_SET TASK_
Recast every entry below as a two-column CSV with the header input,output, one row per entry: the entry's text in input and its answer in output. Put each field in double quotes, replace line breaks with spaces, and leave out the pictures.

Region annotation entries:
════════════════════

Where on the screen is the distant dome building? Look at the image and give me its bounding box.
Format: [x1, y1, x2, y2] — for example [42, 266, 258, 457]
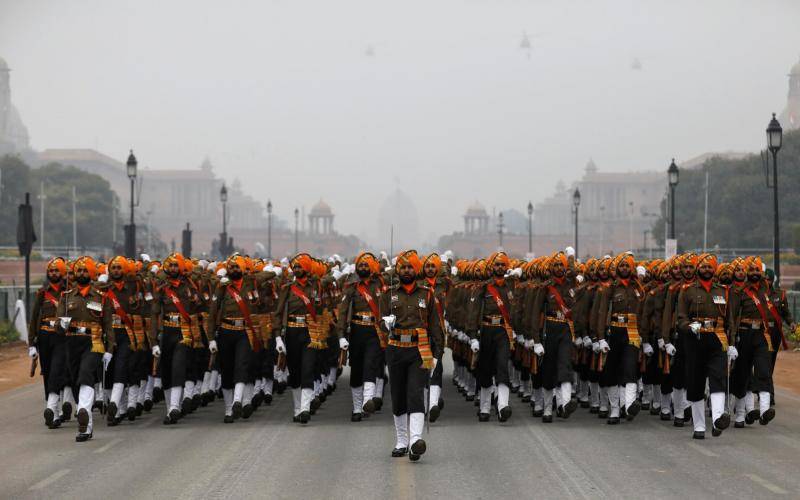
[0, 57, 30, 155]
[780, 56, 800, 130]
[308, 198, 335, 236]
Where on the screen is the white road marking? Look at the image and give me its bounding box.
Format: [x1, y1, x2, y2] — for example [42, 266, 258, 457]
[689, 443, 719, 458]
[29, 469, 70, 491]
[744, 474, 786, 495]
[94, 438, 122, 453]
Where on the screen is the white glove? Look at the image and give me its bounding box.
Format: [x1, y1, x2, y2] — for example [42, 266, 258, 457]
[103, 352, 114, 370]
[469, 339, 481, 352]
[383, 314, 397, 331]
[275, 337, 286, 354]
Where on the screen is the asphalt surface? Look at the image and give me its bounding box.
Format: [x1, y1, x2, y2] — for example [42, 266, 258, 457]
[0, 356, 800, 499]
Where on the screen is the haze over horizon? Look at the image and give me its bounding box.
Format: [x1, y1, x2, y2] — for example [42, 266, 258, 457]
[0, 0, 800, 246]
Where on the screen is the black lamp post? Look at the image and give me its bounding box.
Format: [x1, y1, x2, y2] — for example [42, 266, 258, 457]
[219, 183, 228, 258]
[528, 201, 533, 253]
[667, 158, 679, 240]
[294, 208, 300, 255]
[125, 150, 139, 259]
[267, 200, 272, 259]
[572, 188, 581, 259]
[767, 113, 783, 285]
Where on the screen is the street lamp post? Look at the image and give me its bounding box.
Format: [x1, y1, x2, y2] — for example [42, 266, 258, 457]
[667, 158, 679, 240]
[497, 212, 504, 250]
[294, 208, 300, 255]
[267, 200, 272, 259]
[572, 188, 581, 258]
[125, 150, 139, 259]
[219, 183, 228, 258]
[528, 201, 533, 253]
[767, 113, 783, 285]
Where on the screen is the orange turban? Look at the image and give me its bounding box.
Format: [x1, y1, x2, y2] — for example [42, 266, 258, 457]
[356, 252, 381, 274]
[74, 256, 97, 280]
[486, 252, 511, 269]
[395, 250, 422, 274]
[290, 253, 314, 273]
[697, 253, 717, 271]
[47, 257, 67, 276]
[422, 253, 442, 273]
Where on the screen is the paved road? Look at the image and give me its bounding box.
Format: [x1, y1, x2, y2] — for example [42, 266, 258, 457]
[0, 356, 800, 500]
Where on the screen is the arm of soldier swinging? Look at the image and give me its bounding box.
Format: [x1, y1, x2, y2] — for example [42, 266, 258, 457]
[675, 289, 693, 335]
[595, 286, 611, 339]
[528, 287, 547, 344]
[28, 290, 44, 346]
[101, 296, 117, 353]
[428, 297, 444, 359]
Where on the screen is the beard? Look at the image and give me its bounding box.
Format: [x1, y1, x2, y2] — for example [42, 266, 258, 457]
[400, 274, 414, 285]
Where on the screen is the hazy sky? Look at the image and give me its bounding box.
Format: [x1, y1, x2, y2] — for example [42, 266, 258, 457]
[0, 0, 800, 244]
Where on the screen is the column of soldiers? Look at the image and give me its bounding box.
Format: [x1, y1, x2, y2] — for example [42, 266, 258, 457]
[29, 248, 795, 448]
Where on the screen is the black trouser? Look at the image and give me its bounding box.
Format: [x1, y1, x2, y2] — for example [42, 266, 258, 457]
[348, 323, 382, 387]
[104, 328, 134, 389]
[731, 328, 772, 398]
[600, 326, 639, 387]
[540, 320, 572, 391]
[386, 341, 428, 416]
[284, 327, 317, 389]
[36, 331, 68, 399]
[160, 326, 189, 389]
[683, 333, 728, 402]
[476, 326, 511, 388]
[217, 326, 253, 389]
[66, 335, 103, 388]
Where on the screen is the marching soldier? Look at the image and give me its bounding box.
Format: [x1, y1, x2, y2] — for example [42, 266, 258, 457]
[677, 254, 737, 439]
[466, 252, 515, 422]
[28, 257, 74, 429]
[380, 250, 444, 462]
[56, 257, 115, 443]
[149, 253, 202, 425]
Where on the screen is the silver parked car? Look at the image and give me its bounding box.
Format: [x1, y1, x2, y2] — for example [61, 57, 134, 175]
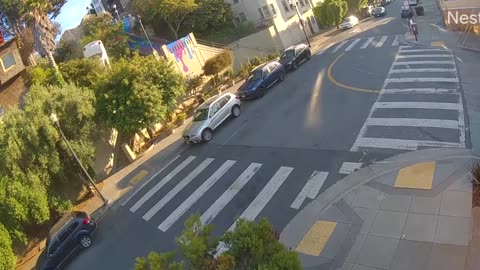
[183, 93, 241, 143]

════════════════════

_SOLVED PROBLEM_
input,output
"Where on the screen is the distant dome building? Look at the image and give me its bounding box. Format: [x1, y1, x2, y2] — for example [42, 266, 258, 457]","[0, 57, 30, 155] [780, 56, 800, 130] [308, 198, 335, 236]"
"Where on the screen is the white road marking? Look at the image and give me its bounding box. Format: [x1, y1, x2, y2] — for example [42, 266, 258, 457]","[689, 443, 719, 458] [29, 469, 70, 491] [744, 474, 786, 495] [94, 438, 122, 453]"
"Where on the screen is the white glove? Look at the image and give me its bounding box. Format: [x1, y1, x2, y2] — for example [42, 266, 258, 457]","[103, 352, 114, 370] [469, 339, 481, 352] [383, 314, 397, 331] [275, 337, 286, 354]"
"Where on the screen is the asphalt surface? Look at the image and give me its bounding box. Format: [x1, y1, x2, y2] — for example [42, 266, 258, 457]","[0, 356, 800, 499]"
"Where on the screen is the haze over horizon? Look at the image and give me its bounding box. Format: [x1, y1, x2, y2] — for example [42, 266, 258, 457]","[0, 0, 800, 246]"
"Where on the screen is the black lamp post? Look at the image and give me its bounding box. Format: [x1, y1, x2, y2] — for example [42, 266, 258, 457]","[219, 183, 228, 258] [528, 201, 533, 253] [667, 158, 679, 240] [294, 208, 300, 255] [125, 150, 139, 259] [267, 200, 272, 259] [572, 188, 581, 259] [767, 113, 783, 285]"
"Where on the screen is the street lamp post? Look at the image and give me its bounding box. Format: [x1, y1, x2, y2] — for example [42, 266, 258, 457]","[667, 158, 679, 240] [497, 212, 504, 250] [294, 208, 300, 255] [267, 200, 272, 259] [572, 188, 581, 258] [125, 150, 139, 259] [219, 183, 228, 258] [528, 201, 533, 253] [767, 113, 783, 285]"
"Where on the screen is the orange turban? Look at the image and give me its bounding box. Format: [x1, y1, x2, y2] — for example [42, 266, 258, 457]","[356, 252, 381, 274] [74, 256, 97, 280] [486, 252, 511, 269] [395, 250, 422, 274] [290, 253, 314, 273] [697, 253, 717, 271] [47, 257, 67, 276] [422, 253, 442, 273]"
"Where on the screen is the paved road? Look at the image and give me its bounding box. Format: [x1, y1, x2, y2] — for example [42, 266, 258, 457]","[0, 356, 800, 500]"
"Where on the screen is the arm of soldier swinging? Look at the image and give me its bounding box. Format: [x1, y1, x2, y2] — for example [42, 266, 258, 457]","[675, 289, 693, 335] [595, 286, 611, 339] [528, 287, 547, 344] [28, 290, 44, 346] [101, 296, 117, 353] [428, 297, 444, 359]"
"Where on the screen is the beard? Look at the image and give me its bounding box. Format: [x1, y1, x2, y2] — for example [42, 266, 258, 457]","[400, 274, 414, 285]"
"Where on the screen is the hazy sky? Look at the image and give me its bounding box. Format: [x1, y1, x2, y2] — for example [42, 266, 258, 457]","[0, 0, 800, 244]"
"Where on the screen is the column of soldiers? Look at the image and give me its bounding box. Format: [x1, y1, x2, y2] — for example [42, 266, 258, 457]","[29, 248, 795, 448]"
"Where on the screen is the black trouser? Look at the image and give me its bounding box. Format: [x1, y1, x2, y2] — for example [42, 266, 258, 457]","[348, 323, 382, 387] [104, 328, 134, 389] [731, 328, 772, 398] [600, 326, 639, 387] [540, 320, 572, 391] [386, 341, 428, 416] [284, 327, 317, 389] [36, 331, 68, 399] [160, 326, 189, 389] [683, 333, 728, 402] [476, 326, 511, 388] [217, 326, 253, 389] [66, 335, 103, 388]"
"Where on the screen is the marching soldier? Look at the image and give me its bounding box. Format: [x1, y1, x2, y2] — for example [42, 266, 258, 457]","[677, 254, 737, 439] [466, 252, 515, 422] [28, 257, 74, 429] [380, 250, 444, 462] [56, 257, 115, 443] [149, 253, 202, 425]"
"Where on the screen is the silver parked car? Look at the image and give me its bounding box. Format: [x1, y1, x2, y2] — for example [61, 57, 134, 175]","[183, 93, 241, 143]"